A single figure is the whole answer: the number of lines in the records that contain "black".

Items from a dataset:
◆ ◆ ◆ ◆ ◆ ◆ ◆

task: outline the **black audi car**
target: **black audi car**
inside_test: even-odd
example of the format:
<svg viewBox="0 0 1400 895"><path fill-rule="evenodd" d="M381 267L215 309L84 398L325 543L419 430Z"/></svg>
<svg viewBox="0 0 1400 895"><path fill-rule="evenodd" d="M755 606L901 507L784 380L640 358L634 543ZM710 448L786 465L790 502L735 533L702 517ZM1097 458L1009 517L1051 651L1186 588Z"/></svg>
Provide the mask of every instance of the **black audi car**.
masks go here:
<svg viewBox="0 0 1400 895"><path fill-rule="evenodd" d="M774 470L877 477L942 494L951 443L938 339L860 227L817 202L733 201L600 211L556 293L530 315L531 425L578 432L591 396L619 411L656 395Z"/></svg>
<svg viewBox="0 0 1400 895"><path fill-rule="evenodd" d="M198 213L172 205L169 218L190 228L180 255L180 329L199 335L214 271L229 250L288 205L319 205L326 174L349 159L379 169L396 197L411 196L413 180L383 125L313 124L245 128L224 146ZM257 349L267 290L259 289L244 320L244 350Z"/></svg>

◆ ◆ ◆ ◆ ◆ ◆ ◆

* **SOLUTION TO THE EXERCISE**: 3